____ ROWS

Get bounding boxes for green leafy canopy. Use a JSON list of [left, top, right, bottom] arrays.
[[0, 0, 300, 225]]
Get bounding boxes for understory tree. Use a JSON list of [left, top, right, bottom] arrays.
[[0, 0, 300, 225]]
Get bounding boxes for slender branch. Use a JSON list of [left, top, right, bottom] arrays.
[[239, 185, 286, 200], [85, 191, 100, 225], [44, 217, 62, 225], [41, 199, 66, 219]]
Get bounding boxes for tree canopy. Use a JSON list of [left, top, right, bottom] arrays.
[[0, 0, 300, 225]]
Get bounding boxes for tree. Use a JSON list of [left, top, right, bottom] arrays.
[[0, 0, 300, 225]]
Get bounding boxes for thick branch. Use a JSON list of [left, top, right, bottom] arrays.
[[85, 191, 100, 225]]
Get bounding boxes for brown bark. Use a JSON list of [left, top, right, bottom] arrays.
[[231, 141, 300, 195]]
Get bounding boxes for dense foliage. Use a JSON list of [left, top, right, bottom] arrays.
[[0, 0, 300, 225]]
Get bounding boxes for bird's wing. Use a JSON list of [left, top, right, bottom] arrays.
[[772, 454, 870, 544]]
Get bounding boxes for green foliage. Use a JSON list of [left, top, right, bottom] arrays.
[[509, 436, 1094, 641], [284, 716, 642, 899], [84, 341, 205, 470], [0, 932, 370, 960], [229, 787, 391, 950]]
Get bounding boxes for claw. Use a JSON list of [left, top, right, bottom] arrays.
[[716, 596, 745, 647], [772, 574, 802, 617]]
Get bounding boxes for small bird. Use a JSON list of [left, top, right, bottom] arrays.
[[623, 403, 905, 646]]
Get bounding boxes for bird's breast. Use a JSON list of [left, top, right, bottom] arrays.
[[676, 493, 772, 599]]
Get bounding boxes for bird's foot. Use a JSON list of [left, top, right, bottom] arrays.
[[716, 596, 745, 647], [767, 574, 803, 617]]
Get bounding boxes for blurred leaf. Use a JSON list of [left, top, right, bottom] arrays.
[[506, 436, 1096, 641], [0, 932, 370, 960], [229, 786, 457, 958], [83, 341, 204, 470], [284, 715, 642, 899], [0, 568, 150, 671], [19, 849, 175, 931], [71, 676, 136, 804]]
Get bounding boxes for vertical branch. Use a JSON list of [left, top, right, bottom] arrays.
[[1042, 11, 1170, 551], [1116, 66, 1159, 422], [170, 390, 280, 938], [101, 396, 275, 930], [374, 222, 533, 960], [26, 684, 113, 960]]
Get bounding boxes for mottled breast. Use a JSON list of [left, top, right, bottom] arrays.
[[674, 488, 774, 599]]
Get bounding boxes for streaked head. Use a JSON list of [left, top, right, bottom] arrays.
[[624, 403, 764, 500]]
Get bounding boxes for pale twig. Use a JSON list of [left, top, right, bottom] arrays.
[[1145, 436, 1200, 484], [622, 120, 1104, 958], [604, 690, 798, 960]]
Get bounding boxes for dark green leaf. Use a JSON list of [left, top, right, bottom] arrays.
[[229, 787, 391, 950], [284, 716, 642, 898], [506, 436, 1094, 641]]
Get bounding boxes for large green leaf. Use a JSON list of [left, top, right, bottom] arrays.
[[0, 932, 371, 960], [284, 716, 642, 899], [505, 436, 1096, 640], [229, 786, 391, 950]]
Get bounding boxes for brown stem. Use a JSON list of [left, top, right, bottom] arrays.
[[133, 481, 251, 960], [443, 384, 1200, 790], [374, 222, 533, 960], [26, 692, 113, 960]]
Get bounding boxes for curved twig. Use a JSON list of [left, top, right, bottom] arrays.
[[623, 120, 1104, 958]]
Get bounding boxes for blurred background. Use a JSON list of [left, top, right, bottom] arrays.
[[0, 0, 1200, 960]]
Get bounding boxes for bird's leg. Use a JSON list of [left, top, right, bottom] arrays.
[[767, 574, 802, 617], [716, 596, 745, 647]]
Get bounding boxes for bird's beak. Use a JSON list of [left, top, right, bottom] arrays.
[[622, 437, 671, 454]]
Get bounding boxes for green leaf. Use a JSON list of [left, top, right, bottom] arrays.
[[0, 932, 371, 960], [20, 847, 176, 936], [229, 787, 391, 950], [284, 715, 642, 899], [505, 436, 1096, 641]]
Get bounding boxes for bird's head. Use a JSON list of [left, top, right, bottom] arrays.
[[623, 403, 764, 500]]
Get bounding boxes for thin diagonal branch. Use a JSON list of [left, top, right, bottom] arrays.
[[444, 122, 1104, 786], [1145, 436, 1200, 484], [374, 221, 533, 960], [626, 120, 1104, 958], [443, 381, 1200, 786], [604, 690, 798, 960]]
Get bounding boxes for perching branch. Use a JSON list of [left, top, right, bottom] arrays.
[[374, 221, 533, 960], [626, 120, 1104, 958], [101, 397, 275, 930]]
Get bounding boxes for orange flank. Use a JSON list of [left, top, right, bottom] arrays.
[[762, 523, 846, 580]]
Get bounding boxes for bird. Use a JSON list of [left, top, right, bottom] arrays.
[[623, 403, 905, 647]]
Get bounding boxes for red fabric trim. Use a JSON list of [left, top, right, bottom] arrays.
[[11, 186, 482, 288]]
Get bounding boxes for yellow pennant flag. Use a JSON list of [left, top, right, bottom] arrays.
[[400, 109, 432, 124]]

________

> YOUR TASK: Rescale the entries starting at the line containing "Get bounding boxes for bird's beak." and ending at the last entry, giving every line again, requests included, with each bounding box coordinate in the answers multiplied by 1.35 and rounded to a whole number, halves rounded up.

> EXERCISE RESULT:
Get bounding boxes for bird's beak. Use a JSON list of [left, top, right, bottom] arrays.
[[840, 590, 906, 613]]
Get bounding boxes for green leaf. Use a JSON list of [left, top, right, bottom] arrays.
[[0, 1258, 501, 1296], [27, 1143, 238, 1264], [309, 1062, 528, 1283], [383, 965, 867, 1214], [682, 589, 1480, 865]]
Get bounding boxes for bird's head. Use a JSON list of [left, top, right, bottom] arrays.
[[841, 544, 1031, 675]]
Get bounding boxes for thin diagonal branch. Use a JSON list of [left, top, right, bottom] arrays.
[[599, 165, 1490, 1061], [1546, 589, 1620, 653], [505, 298, 720, 1296], [845, 162, 1490, 1293], [598, 514, 1620, 1061], [815, 932, 1077, 1296]]
Get bounding boxes for perching branch. Use a JSON list of [left, top, right, bottom] arrays.
[[505, 298, 720, 1296], [845, 162, 1490, 1293], [136, 536, 371, 1256]]
Get bounding boxes for orange flank. Use a JSON list of [left, top, right, bottom] arrays.
[[1029, 706, 1142, 783]]
Get bounding boxes for bird. Use a JSON list of [left, top, right, bottom] arrays.
[[841, 544, 1222, 873]]
Get bounding boxes for red fabric trim. Use a JSON list of [left, top, right, bottom] arrays.
[[15, 251, 651, 389]]
Get bounding boxes for yellow pennant flag. Use a JSON list of [left, top, right, bottom] arrays.
[[540, 147, 583, 167]]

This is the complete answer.